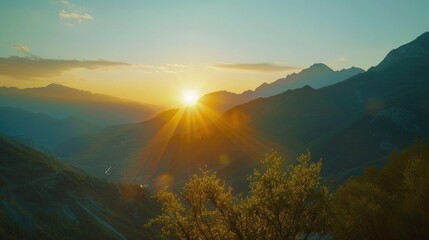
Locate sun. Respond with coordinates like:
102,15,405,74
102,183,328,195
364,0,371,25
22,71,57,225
183,90,198,106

§ **Written task**
Copy the listing above verbatim, leaving out the picture.

§ **Result**
Locate sun. Respond with coordinates like:
102,15,405,74
102,183,328,195
364,0,371,25
22,71,57,225
183,90,198,106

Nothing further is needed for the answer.